(Dataset entries)
"""

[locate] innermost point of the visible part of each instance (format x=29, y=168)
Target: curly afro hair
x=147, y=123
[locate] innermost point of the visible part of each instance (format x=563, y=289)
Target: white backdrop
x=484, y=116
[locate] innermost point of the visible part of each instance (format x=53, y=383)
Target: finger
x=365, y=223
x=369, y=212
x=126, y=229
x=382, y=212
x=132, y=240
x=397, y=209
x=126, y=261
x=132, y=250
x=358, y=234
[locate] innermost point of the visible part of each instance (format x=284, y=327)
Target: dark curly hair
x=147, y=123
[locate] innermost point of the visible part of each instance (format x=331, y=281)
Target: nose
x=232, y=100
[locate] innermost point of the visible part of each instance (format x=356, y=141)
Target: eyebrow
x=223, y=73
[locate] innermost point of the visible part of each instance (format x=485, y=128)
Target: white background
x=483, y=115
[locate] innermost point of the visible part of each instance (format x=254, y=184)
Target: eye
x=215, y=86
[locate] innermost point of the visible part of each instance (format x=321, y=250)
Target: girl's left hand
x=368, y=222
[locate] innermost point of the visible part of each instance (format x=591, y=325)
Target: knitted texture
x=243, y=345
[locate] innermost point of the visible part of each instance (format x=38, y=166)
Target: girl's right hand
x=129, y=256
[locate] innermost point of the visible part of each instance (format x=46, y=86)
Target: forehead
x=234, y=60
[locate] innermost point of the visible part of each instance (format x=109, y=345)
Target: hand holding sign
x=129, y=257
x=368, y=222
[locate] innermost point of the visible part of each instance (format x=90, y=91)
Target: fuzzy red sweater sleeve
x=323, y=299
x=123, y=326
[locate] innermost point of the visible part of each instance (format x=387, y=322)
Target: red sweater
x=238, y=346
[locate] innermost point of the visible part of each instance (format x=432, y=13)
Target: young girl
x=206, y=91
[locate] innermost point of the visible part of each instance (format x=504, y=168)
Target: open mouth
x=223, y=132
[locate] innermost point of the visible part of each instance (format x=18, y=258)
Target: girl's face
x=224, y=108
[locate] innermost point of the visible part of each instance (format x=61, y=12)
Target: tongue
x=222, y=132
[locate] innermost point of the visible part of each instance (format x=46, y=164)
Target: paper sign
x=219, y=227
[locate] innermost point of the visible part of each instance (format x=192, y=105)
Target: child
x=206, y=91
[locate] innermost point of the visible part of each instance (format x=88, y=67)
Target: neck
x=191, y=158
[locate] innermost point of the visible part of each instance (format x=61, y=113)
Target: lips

"""

WHAT YOU ARE ASKED TO DO —
All lines from the one containing "Target: forehead" through the final line of the records above are to be set down exactly, and no other line is to appear.

ANSWER SECTION —
Target: forehead
x=234, y=60
[locate] innermost point of the visible part of each instance (format x=109, y=345)
Target: hand holding sign
x=129, y=257
x=368, y=222
[locate] innermost point of the visible part of each instance (format x=90, y=91)
Target: fuzzy red sweater sleeve
x=323, y=299
x=123, y=326
[locate] innermost point of the visible part of each instance (format x=387, y=322)
Target: red sweater
x=238, y=346
[locate] innermost point of the visible part of each instance (format x=432, y=13)
Target: young girl
x=206, y=91
[locate] innermost point of the visible part of each instance (format x=504, y=168)
Target: open mouth
x=223, y=132
[locate] innermost point of the visible part of each instance (format x=18, y=258)
Target: girl's face
x=224, y=108
[locate] innermost point of the visible part of each instance (format x=61, y=12)
Target: tongue
x=222, y=132
[locate] innermost point of the visible part of each instance (format x=46, y=164)
Target: paper sign
x=219, y=227
[locate] innermost point of the visible part of each instance (format x=192, y=105)
Target: child
x=206, y=91
[locate] innermost point of the visible part of each instance (format x=88, y=67)
Target: neck
x=191, y=158
[locate] innermost point of the visible part of each instance (format x=61, y=113)
Target: lips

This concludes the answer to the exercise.